PAGE
▼▼▼

PT Semen Indonesia (Persero) Tbk, commonly known as SIG, is an Indonesian cement company established in 1957 in Gresik, with the name NV Semen Gresik. In 1991, PT Semen Gresik was the first state-owned company to go public on the Indonesia Stock Exchange. Furthermore, in 1995, PT Semen Gresik (Persero) Tbk consolidated with PT Semen Padang and PT Semen Tonasa which became known as Semen Gresik Group.

On January 7, 2013, PT Semen Gresik (Persero) Tbk transformed into PT Semen Indonesia (Persero) Tbk, and acted as a strategic holding company that oversees Semen Gresik, Semen Padang, Semen Tonasa, and Thang Long Cement.

On January 31, 2019, SIG through its subsidiary PT Semen Indonesia Industri Bangunan (SIIB) has officially acquired 80.6% ownership of Holderfin B.V. placed and paid for at Holcim Indonesia. Furthermore, on February 11, 2019, through the mechanism of the Extraordinary General Meeting of Shareholders, the change of name of PT Holcim Indonesia Tbk has been approved to become PT Solusi Bangun Indonesia Tbk.

▲▲▲

DATA SHOWN
▼▼▼

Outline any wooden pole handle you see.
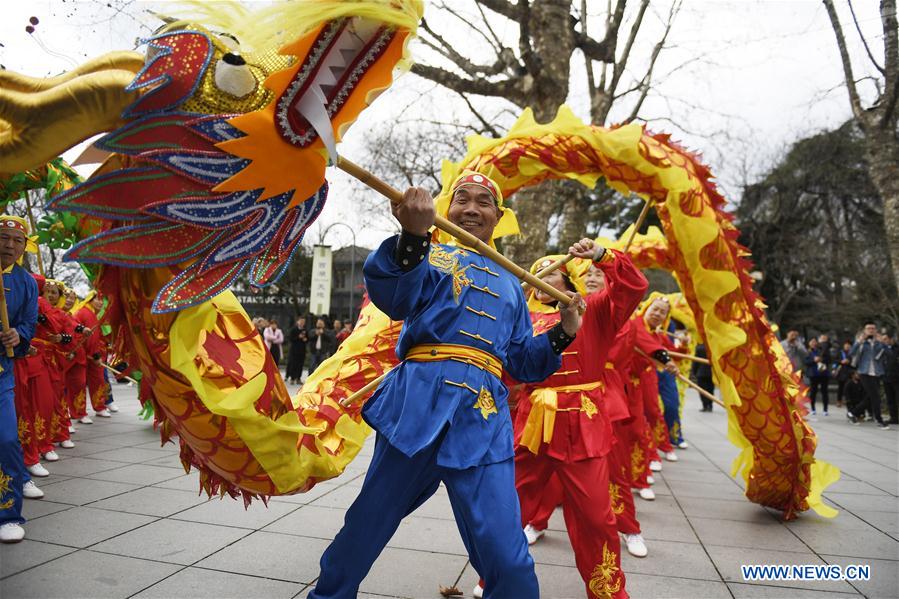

▲▲▲

GIVEN REQUEST
Transcribe the Semen Indonesia profile word for word, everything from "On January 31, 2019, SIG" down to "Bangun Indonesia Tbk.". Rely only on the Semen Indonesia profile and nothing from the material.

SOLUTION FOR THIS TASK
On January 31, 2019, SIG through its subsidiary PT Semen Indonesia Industri Bangunan (SIIB) has officially acquired 80.6% ownership of Holderfin B.V. placed and paid for at Holcim Indonesia. Furthermore, on February 11, 2019, through the mechanism of the Extraordinary General Meeting of Shareholders, the change of name of PT Holcim Indonesia Tbk has been approved to become PT Solusi Bangun Indonesia Tbk.